- YOUR GOAL -
Retype, without alteration, each line from the line containing "Wildlife camera triggered — scan the photo above for tree" to the final line of the records.

- DATA SHOWN -
=== Begin Enclosure ===

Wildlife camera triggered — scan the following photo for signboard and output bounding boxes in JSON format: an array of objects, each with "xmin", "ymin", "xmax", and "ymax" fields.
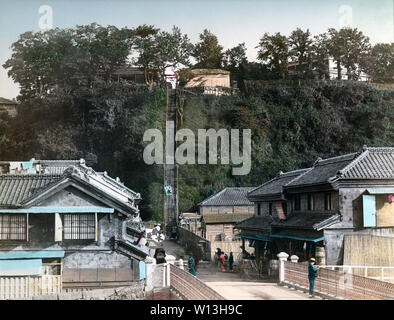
[{"xmin": 274, "ymin": 204, "xmax": 286, "ymax": 220}]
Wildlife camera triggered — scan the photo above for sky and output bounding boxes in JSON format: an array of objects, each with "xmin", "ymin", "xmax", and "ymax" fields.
[{"xmin": 0, "ymin": 0, "xmax": 393, "ymax": 99}]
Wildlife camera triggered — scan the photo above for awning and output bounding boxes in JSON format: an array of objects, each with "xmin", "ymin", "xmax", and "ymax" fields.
[
  {"xmin": 249, "ymin": 240, "xmax": 270, "ymax": 248},
  {"xmin": 235, "ymin": 234, "xmax": 271, "ymax": 242},
  {"xmin": 0, "ymin": 250, "xmax": 65, "ymax": 260},
  {"xmin": 270, "ymin": 232, "xmax": 324, "ymax": 243},
  {"xmin": 0, "ymin": 259, "xmax": 42, "ymax": 276},
  {"xmin": 367, "ymin": 188, "xmax": 394, "ymax": 195},
  {"xmin": 0, "ymin": 206, "xmax": 114, "ymax": 214}
]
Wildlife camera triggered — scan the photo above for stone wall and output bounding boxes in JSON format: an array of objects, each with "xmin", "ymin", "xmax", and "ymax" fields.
[
  {"xmin": 205, "ymin": 223, "xmax": 236, "ymax": 242},
  {"xmin": 178, "ymin": 227, "xmax": 211, "ymax": 261},
  {"xmin": 324, "ymin": 228, "xmax": 394, "ymax": 265}
]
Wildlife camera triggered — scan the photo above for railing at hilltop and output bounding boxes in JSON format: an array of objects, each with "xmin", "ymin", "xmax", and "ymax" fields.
[{"xmin": 277, "ymin": 252, "xmax": 394, "ymax": 300}]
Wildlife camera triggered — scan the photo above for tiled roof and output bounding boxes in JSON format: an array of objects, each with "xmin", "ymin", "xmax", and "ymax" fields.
[
  {"xmin": 234, "ymin": 215, "xmax": 273, "ymax": 233},
  {"xmin": 198, "ymin": 187, "xmax": 255, "ymax": 207},
  {"xmin": 286, "ymin": 153, "xmax": 359, "ymax": 187},
  {"xmin": 0, "ymin": 174, "xmax": 62, "ymax": 207},
  {"xmin": 338, "ymin": 147, "xmax": 394, "ymax": 179},
  {"xmin": 271, "ymin": 212, "xmax": 341, "ymax": 230},
  {"xmin": 202, "ymin": 213, "xmax": 253, "ymax": 224},
  {"xmin": 0, "ymin": 159, "xmax": 142, "ymax": 211},
  {"xmin": 286, "ymin": 147, "xmax": 394, "ymax": 189},
  {"xmin": 248, "ymin": 168, "xmax": 311, "ymax": 199}
]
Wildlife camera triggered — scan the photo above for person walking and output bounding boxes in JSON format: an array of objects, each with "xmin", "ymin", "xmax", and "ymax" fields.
[
  {"xmin": 229, "ymin": 252, "xmax": 234, "ymax": 271},
  {"xmin": 188, "ymin": 255, "xmax": 196, "ymax": 276},
  {"xmin": 215, "ymin": 248, "xmax": 221, "ymax": 268},
  {"xmin": 220, "ymin": 251, "xmax": 226, "ymax": 272},
  {"xmin": 308, "ymin": 257, "xmax": 319, "ymax": 298}
]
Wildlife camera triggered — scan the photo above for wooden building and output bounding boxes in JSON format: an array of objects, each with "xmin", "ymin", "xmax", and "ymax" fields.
[
  {"xmin": 198, "ymin": 187, "xmax": 255, "ymax": 242},
  {"xmin": 184, "ymin": 69, "xmax": 232, "ymax": 95},
  {"xmin": 236, "ymin": 146, "xmax": 394, "ymax": 266},
  {"xmin": 0, "ymin": 159, "xmax": 148, "ymax": 288}
]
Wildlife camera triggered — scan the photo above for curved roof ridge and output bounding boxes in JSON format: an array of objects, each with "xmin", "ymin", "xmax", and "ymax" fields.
[
  {"xmin": 336, "ymin": 149, "xmax": 369, "ymax": 178},
  {"xmin": 365, "ymin": 146, "xmax": 394, "ymax": 152},
  {"xmin": 317, "ymin": 152, "xmax": 359, "ymax": 165},
  {"xmin": 284, "ymin": 167, "xmax": 313, "ymax": 186}
]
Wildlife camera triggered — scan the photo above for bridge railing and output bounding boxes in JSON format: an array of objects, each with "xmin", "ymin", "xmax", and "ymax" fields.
[
  {"xmin": 169, "ymin": 263, "xmax": 225, "ymax": 300},
  {"xmin": 281, "ymin": 259, "xmax": 394, "ymax": 300},
  {"xmin": 323, "ymin": 265, "xmax": 394, "ymax": 283}
]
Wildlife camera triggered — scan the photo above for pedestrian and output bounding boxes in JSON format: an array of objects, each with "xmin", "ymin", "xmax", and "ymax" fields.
[
  {"xmin": 215, "ymin": 248, "xmax": 221, "ymax": 267},
  {"xmin": 188, "ymin": 255, "xmax": 196, "ymax": 276},
  {"xmin": 229, "ymin": 252, "xmax": 234, "ymax": 271},
  {"xmin": 220, "ymin": 251, "xmax": 226, "ymax": 272},
  {"xmin": 308, "ymin": 257, "xmax": 319, "ymax": 298}
]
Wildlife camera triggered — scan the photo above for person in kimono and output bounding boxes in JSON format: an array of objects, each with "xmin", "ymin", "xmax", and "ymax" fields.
[{"xmin": 308, "ymin": 257, "xmax": 319, "ymax": 297}]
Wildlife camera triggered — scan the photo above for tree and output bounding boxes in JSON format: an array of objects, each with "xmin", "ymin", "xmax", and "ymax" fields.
[
  {"xmin": 288, "ymin": 28, "xmax": 313, "ymax": 79},
  {"xmin": 154, "ymin": 26, "xmax": 194, "ymax": 76},
  {"xmin": 3, "ymin": 24, "xmax": 133, "ymax": 102},
  {"xmin": 256, "ymin": 32, "xmax": 289, "ymax": 79},
  {"xmin": 326, "ymin": 28, "xmax": 371, "ymax": 80},
  {"xmin": 223, "ymin": 43, "xmax": 248, "ymax": 70},
  {"xmin": 132, "ymin": 25, "xmax": 193, "ymax": 88},
  {"xmin": 311, "ymin": 33, "xmax": 330, "ymax": 79},
  {"xmin": 132, "ymin": 24, "xmax": 161, "ymax": 89},
  {"xmin": 363, "ymin": 43, "xmax": 394, "ymax": 83},
  {"xmin": 192, "ymin": 29, "xmax": 224, "ymax": 69},
  {"xmin": 223, "ymin": 43, "xmax": 248, "ymax": 87}
]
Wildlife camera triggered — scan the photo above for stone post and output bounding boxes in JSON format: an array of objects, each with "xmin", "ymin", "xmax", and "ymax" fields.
[
  {"xmin": 145, "ymin": 256, "xmax": 156, "ymax": 292},
  {"xmin": 290, "ymin": 255, "xmax": 299, "ymax": 263},
  {"xmin": 165, "ymin": 255, "xmax": 176, "ymax": 287},
  {"xmin": 176, "ymin": 258, "xmax": 184, "ymax": 270},
  {"xmin": 277, "ymin": 252, "xmax": 289, "ymax": 283}
]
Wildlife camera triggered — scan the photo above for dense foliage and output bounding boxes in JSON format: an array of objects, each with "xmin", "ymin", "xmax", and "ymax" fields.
[
  {"xmin": 176, "ymin": 81, "xmax": 394, "ymax": 213},
  {"xmin": 1, "ymin": 24, "xmax": 393, "ymax": 220}
]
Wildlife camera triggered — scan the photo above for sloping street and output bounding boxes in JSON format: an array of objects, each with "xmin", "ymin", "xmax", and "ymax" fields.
[
  {"xmin": 196, "ymin": 262, "xmax": 319, "ymax": 300},
  {"xmin": 161, "ymin": 240, "xmax": 319, "ymax": 300}
]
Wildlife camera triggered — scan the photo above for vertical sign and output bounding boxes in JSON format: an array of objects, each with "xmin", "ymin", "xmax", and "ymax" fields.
[
  {"xmin": 274, "ymin": 204, "xmax": 286, "ymax": 220},
  {"xmin": 95, "ymin": 212, "xmax": 98, "ymax": 242},
  {"xmin": 54, "ymin": 213, "xmax": 63, "ymax": 242}
]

=== End Enclosure ===

- WRITTEN RESPONSE -
Wildlife camera triggered — scan the photo above for tree and output bounding boxes in JSON format: an array of objects, each with "xmin", "ymin", "xmax", and "ymax" fields.
[
  {"xmin": 288, "ymin": 28, "xmax": 313, "ymax": 79},
  {"xmin": 154, "ymin": 26, "xmax": 194, "ymax": 76},
  {"xmin": 3, "ymin": 24, "xmax": 133, "ymax": 102},
  {"xmin": 256, "ymin": 32, "xmax": 289, "ymax": 79},
  {"xmin": 326, "ymin": 28, "xmax": 371, "ymax": 80},
  {"xmin": 223, "ymin": 43, "xmax": 248, "ymax": 70},
  {"xmin": 132, "ymin": 25, "xmax": 193, "ymax": 88},
  {"xmin": 311, "ymin": 33, "xmax": 330, "ymax": 79},
  {"xmin": 132, "ymin": 24, "xmax": 161, "ymax": 89},
  {"xmin": 363, "ymin": 43, "xmax": 394, "ymax": 83},
  {"xmin": 192, "ymin": 29, "xmax": 224, "ymax": 69},
  {"xmin": 223, "ymin": 43, "xmax": 248, "ymax": 87}
]
Wildlife camera triggered — scan the photo above for stone post and output bounding boxes in JSON format: an array of objects, each with "xmin", "ymin", "xmax", and "ymax" fields.
[
  {"xmin": 145, "ymin": 256, "xmax": 156, "ymax": 292},
  {"xmin": 290, "ymin": 255, "xmax": 299, "ymax": 263},
  {"xmin": 165, "ymin": 255, "xmax": 176, "ymax": 287},
  {"xmin": 176, "ymin": 258, "xmax": 184, "ymax": 270},
  {"xmin": 277, "ymin": 252, "xmax": 289, "ymax": 283}
]
Wildlife camera triggered — scan the photo above for dense foliage and output bounding boxes in JSON format: an array of objects, each with "xmin", "ymin", "xmax", and "ymax" fields.
[
  {"xmin": 176, "ymin": 81, "xmax": 394, "ymax": 213},
  {"xmin": 1, "ymin": 24, "xmax": 393, "ymax": 220}
]
Wildlife camera triggered — scan the photo above for sloping street and output bounding boxes in JSON format: an array of objects, each with "xmin", "ymin", "xmax", and "ymax" fields.
[
  {"xmin": 196, "ymin": 262, "xmax": 319, "ymax": 300},
  {"xmin": 161, "ymin": 240, "xmax": 319, "ymax": 300}
]
Wildlife camera triggered — scan the photo above for vertical sign and output bounding boxes in JSON format: an array of objects, each with "xmin", "ymin", "xmax", and "ymax" fields.
[
  {"xmin": 274, "ymin": 204, "xmax": 286, "ymax": 220},
  {"xmin": 95, "ymin": 212, "xmax": 98, "ymax": 242},
  {"xmin": 54, "ymin": 213, "xmax": 63, "ymax": 242}
]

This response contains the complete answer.